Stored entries
# # #
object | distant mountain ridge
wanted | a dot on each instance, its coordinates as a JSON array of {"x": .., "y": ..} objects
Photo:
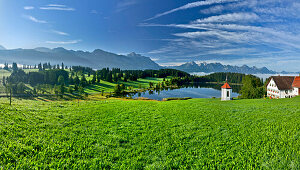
[
  {"x": 2, "y": 48},
  {"x": 97, "y": 59},
  {"x": 191, "y": 67}
]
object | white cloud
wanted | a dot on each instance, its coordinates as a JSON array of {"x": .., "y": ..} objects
[
  {"x": 28, "y": 7},
  {"x": 63, "y": 42},
  {"x": 234, "y": 17},
  {"x": 94, "y": 12},
  {"x": 192, "y": 5},
  {"x": 35, "y": 19},
  {"x": 60, "y": 33},
  {"x": 57, "y": 7},
  {"x": 125, "y": 4}
]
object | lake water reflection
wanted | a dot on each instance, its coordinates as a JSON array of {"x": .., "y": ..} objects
[{"x": 193, "y": 91}]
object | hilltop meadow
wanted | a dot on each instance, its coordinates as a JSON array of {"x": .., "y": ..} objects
# # #
Copy out the line holding "object | hilltop meadow" along with all lines after it through the end of the entries, exactly and only these.

object | hilltop meadow
wanted | a dot on each instance, its coordinates as a JSON array of {"x": .., "y": ..} objects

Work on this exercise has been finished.